以前はFC東京のホームとして取り上げたが、今回は東京ヴェルディのホームとして取り上げる。

sportskansen.hatenablog.jp

FC東京バージョンはこちら。

 

東京ヴェルディは、言わずと知れたJリーグ初代チャンピオンチーム。1992-94までは天皇杯以外のJリーグタイトルを独占しており、創成期を代表するクラブであった。

 

しかし「地域密着」を標榜したJリーグの方針に真っ向から対立

チーム名から企業名を排した各クラブに対して勝手に読売ヴェルディという呼称を用いたり、国立競技場を使おうとしたにもかかわらずJリーグに拒否され、しぶしぶ川崎の等々力をホームにするなど、各方面との溝は確実に深まっていた。

 

Jリーグと地域密着についてまとめた記事はこちら。

* 抽出資料:
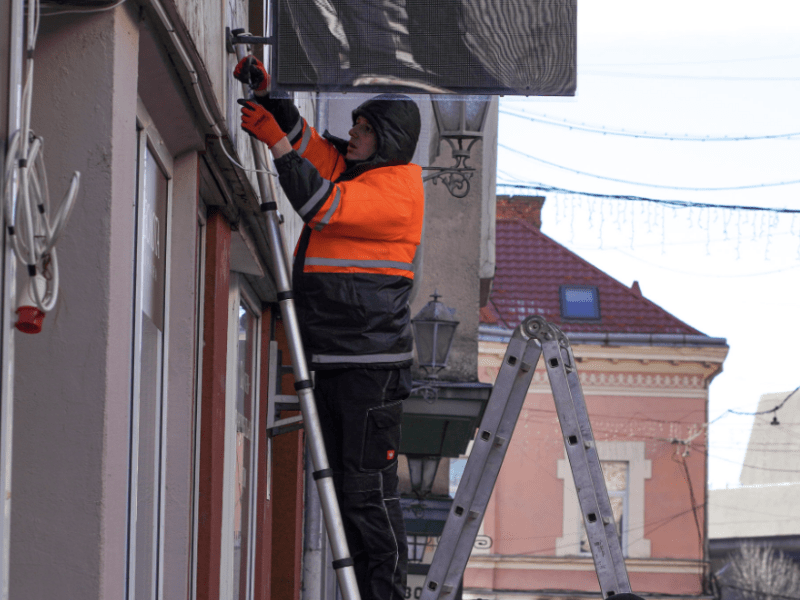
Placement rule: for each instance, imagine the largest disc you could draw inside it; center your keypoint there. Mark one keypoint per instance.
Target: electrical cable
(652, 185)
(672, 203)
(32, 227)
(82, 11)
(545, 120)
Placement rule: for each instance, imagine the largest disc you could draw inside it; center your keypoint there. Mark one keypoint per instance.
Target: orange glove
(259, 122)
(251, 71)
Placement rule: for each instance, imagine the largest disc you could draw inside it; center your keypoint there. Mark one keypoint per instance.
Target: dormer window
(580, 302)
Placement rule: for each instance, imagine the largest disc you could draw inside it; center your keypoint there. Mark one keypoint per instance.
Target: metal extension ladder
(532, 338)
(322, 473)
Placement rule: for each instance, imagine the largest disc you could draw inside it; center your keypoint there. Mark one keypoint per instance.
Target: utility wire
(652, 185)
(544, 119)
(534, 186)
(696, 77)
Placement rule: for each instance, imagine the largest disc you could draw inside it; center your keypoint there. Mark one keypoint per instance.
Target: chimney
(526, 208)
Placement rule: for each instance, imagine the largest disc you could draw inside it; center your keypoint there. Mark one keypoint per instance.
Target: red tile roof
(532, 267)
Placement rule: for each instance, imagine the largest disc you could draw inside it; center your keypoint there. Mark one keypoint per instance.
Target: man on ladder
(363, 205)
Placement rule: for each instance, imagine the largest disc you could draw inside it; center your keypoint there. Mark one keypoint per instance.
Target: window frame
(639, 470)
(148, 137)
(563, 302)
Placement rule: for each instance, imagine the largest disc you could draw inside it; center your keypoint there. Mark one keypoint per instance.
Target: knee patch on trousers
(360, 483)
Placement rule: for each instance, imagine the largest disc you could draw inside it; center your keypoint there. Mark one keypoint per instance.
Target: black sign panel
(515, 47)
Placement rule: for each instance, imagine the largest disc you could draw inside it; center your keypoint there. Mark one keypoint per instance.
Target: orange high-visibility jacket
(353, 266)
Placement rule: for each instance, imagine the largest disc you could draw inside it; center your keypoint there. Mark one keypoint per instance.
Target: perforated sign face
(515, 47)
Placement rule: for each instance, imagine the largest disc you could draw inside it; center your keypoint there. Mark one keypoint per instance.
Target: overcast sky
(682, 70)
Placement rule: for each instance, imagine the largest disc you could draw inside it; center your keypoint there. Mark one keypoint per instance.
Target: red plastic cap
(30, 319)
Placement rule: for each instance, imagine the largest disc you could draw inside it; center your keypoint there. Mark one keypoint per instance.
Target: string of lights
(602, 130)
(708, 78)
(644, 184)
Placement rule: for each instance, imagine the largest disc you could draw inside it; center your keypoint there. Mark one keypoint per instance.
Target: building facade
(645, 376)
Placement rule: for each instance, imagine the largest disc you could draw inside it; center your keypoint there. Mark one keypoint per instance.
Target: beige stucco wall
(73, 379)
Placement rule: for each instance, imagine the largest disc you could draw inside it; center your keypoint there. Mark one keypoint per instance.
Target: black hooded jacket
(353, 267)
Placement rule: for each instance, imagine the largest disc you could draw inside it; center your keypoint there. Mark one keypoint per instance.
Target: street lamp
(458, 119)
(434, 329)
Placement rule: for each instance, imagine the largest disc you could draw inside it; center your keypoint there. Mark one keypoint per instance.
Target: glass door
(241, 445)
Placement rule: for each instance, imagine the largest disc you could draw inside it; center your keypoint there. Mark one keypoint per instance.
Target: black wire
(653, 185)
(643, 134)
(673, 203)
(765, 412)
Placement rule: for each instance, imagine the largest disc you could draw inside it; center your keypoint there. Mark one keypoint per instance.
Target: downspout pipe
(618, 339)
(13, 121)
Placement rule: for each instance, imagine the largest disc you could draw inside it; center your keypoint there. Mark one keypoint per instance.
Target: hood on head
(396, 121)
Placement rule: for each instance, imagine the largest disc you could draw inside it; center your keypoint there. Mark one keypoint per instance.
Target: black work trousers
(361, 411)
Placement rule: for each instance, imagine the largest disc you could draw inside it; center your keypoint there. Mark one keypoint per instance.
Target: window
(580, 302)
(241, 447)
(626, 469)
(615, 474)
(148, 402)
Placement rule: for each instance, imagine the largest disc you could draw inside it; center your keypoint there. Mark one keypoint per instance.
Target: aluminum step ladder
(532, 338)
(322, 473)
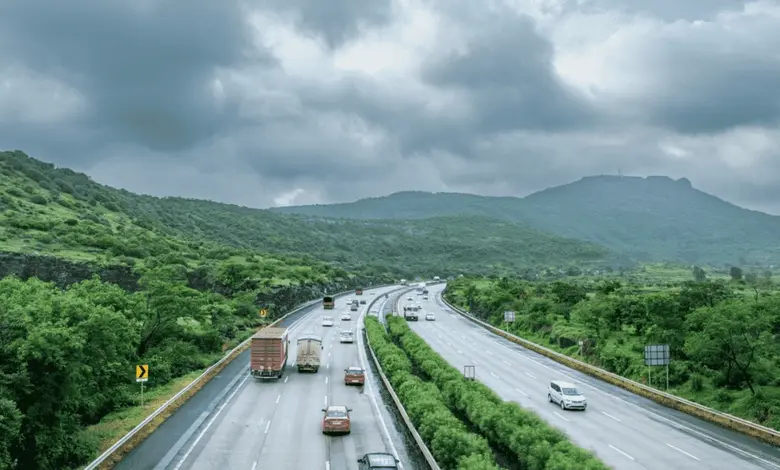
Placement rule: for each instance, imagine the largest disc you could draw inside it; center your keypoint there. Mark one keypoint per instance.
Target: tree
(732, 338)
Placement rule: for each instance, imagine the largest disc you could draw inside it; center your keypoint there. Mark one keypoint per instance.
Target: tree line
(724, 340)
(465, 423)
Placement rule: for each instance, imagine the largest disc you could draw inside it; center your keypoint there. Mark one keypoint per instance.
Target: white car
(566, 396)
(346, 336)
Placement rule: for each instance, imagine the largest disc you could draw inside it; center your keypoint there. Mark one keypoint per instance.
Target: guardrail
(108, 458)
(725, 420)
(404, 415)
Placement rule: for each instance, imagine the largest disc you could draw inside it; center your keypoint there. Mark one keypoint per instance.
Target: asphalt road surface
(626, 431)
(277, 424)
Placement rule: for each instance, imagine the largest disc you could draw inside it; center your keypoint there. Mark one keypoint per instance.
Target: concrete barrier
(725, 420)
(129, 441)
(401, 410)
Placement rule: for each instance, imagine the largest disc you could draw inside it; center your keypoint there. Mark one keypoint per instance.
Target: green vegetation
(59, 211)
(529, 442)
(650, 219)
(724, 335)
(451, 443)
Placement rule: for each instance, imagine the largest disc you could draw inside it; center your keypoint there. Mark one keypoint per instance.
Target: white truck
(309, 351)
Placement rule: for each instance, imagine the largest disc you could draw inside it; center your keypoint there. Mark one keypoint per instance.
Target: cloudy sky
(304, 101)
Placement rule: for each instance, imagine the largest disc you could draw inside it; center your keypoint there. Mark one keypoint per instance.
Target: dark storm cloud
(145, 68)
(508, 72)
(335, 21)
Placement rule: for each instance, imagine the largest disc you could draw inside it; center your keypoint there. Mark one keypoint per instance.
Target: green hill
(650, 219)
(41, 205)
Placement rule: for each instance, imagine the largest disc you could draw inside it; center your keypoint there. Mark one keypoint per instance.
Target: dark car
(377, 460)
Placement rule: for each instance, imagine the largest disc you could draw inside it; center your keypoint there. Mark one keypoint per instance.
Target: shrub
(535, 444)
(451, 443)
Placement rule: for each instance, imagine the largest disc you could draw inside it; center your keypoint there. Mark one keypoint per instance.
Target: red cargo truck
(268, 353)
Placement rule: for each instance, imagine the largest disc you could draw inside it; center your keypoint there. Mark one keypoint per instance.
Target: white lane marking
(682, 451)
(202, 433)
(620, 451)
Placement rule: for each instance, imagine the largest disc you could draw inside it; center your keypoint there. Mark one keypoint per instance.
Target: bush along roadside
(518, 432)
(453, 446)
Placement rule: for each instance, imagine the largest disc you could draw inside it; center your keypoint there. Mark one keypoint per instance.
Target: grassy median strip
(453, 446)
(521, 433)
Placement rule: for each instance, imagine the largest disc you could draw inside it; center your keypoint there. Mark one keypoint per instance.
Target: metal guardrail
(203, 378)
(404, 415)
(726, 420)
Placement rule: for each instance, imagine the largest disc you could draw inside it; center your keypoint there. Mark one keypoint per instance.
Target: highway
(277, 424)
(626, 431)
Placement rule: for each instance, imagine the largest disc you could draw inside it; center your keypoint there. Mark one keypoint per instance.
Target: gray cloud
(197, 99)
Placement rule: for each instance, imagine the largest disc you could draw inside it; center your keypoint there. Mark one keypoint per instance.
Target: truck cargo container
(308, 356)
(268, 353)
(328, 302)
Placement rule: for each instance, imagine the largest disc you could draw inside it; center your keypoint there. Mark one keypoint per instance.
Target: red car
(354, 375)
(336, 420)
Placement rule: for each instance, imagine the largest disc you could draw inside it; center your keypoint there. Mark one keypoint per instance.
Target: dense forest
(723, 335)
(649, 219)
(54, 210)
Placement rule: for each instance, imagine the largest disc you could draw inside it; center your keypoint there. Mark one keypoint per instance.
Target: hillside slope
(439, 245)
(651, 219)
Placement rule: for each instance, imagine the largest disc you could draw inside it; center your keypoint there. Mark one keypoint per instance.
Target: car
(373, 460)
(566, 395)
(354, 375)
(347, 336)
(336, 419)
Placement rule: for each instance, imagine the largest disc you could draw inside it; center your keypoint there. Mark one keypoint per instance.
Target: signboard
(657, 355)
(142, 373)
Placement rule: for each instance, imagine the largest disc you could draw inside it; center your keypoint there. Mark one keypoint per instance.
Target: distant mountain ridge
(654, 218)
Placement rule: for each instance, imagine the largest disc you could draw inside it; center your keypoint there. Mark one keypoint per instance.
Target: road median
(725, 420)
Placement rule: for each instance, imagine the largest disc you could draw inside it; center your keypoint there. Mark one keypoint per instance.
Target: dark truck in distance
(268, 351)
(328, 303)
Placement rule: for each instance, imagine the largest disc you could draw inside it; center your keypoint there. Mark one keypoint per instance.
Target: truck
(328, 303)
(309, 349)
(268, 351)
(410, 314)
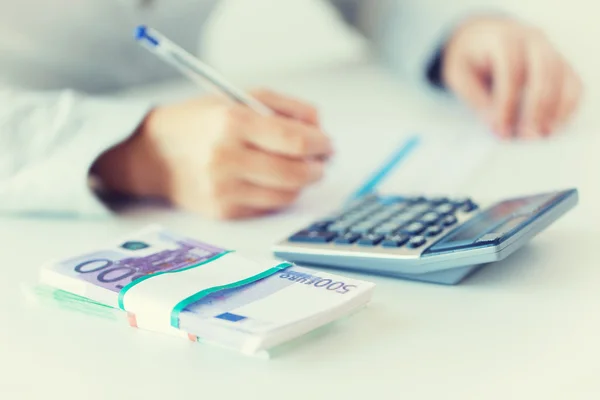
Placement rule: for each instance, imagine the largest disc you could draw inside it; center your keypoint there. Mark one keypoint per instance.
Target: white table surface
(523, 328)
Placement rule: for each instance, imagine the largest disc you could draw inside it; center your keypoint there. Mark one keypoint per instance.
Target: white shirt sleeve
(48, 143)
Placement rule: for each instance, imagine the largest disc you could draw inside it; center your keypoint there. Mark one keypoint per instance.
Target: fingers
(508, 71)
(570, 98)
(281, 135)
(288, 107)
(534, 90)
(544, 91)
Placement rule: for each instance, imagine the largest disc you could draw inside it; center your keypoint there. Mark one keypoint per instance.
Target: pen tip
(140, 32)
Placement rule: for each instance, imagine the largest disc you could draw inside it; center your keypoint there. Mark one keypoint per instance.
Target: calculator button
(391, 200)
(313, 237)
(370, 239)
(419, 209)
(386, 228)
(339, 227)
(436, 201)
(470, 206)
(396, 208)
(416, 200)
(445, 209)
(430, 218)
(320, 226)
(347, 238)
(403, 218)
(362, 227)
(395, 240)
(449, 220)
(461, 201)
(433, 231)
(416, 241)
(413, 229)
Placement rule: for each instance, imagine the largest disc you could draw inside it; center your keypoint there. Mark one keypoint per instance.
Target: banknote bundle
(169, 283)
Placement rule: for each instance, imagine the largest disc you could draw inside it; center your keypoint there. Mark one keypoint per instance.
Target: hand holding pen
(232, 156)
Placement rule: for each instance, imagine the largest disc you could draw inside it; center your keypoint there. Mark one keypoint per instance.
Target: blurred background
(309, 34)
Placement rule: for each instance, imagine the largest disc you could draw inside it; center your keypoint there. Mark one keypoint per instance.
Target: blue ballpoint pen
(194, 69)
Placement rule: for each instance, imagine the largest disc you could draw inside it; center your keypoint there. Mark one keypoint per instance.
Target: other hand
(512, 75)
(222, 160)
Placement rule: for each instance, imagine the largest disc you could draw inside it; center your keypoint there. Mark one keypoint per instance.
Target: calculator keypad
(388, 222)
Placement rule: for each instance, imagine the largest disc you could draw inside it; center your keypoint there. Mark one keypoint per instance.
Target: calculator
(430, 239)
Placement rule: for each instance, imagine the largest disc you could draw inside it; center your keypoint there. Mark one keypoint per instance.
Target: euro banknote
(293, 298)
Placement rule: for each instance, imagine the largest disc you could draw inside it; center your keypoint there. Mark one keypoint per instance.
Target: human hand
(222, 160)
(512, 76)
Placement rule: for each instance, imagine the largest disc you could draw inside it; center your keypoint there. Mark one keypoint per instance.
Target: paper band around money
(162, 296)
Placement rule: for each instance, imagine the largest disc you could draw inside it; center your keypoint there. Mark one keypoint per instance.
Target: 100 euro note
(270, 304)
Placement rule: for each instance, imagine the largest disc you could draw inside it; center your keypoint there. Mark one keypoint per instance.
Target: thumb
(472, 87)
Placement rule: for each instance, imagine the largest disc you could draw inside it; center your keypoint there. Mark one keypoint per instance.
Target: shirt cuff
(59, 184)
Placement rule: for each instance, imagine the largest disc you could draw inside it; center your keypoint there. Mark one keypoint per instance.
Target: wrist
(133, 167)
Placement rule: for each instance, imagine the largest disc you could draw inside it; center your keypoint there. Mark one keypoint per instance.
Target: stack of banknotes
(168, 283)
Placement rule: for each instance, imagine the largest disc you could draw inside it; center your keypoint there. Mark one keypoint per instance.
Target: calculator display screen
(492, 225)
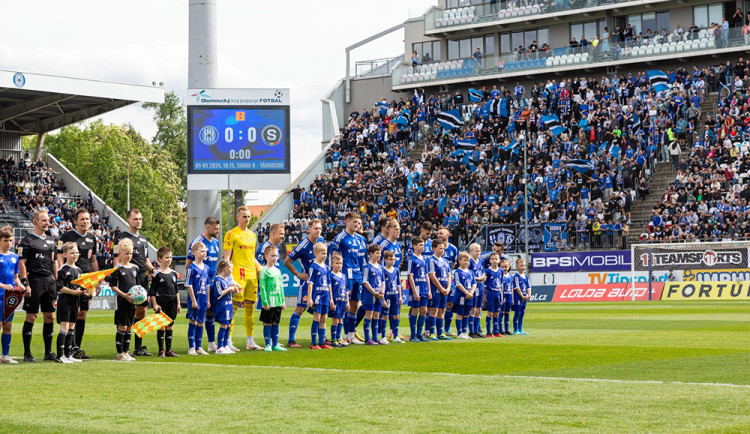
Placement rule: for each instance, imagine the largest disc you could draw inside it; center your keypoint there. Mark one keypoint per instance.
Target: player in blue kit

* 作業指示:
**1)** 提示文のうち「チーム名から企業名を排した」で始まる段落を、おもな事実を残したまま箇条書きに改めなさい。
**2)** 東京ヴェルディを扱った提示文の続きを、最後の一文のあとから書き進めなさい。
各行は、提示文とは別に用意された資料です。

* 解答例:
**1)**
・各クラブがチーム名から企業名を外すなか、独断で「読売ヴェルディ」という呼称を使った
・国立競技場を本拠地にしようとしたがJリーグに拒否され、しぶしぶ川崎の等々力をホームにした
・こうした経緯から、各方面との溝が確実に深まっていた

**2)**
sportskansen.hatenablog.jp

 

Jリーグ開幕後も東京への移転をちらつかせ続け、ヴェルディを引き留めるため等々力の改修を続けていた川崎市、そして調布市からも非難の声が挙がった。

 

その後も「Jリーグ界の巨人」を目指しプロ野球と同様のビジネスを展開してきたヴェルディだったが、98年には読売新聞が経営から手を引いたことで人気実力ともに低迷。

それでも2001年には味の素スタジアムが完成、念願の東京移転を果たした。

 

しかしながら、川崎市からは「フロンターレとやってくからいいわ」と見放され、調布市からは「もうFC東京と約束してるけどそれでもいいなら…」と心から歓迎されるわけでもなく、もうすでにヴェルディの居場所はどこにもなくなっていた

 

 等々力のその後についてはこちら。

sportskansen.hatenablog.jp

 

皮肉なことに、その後はプロ野球でも地域密着が当たり前になっており、ヴェルディのビジネスモデルはどのみち立ち行かなくなったであろうことは明らかだ。

「Jリーグの巨人」を目指したヴェルディの今を見た。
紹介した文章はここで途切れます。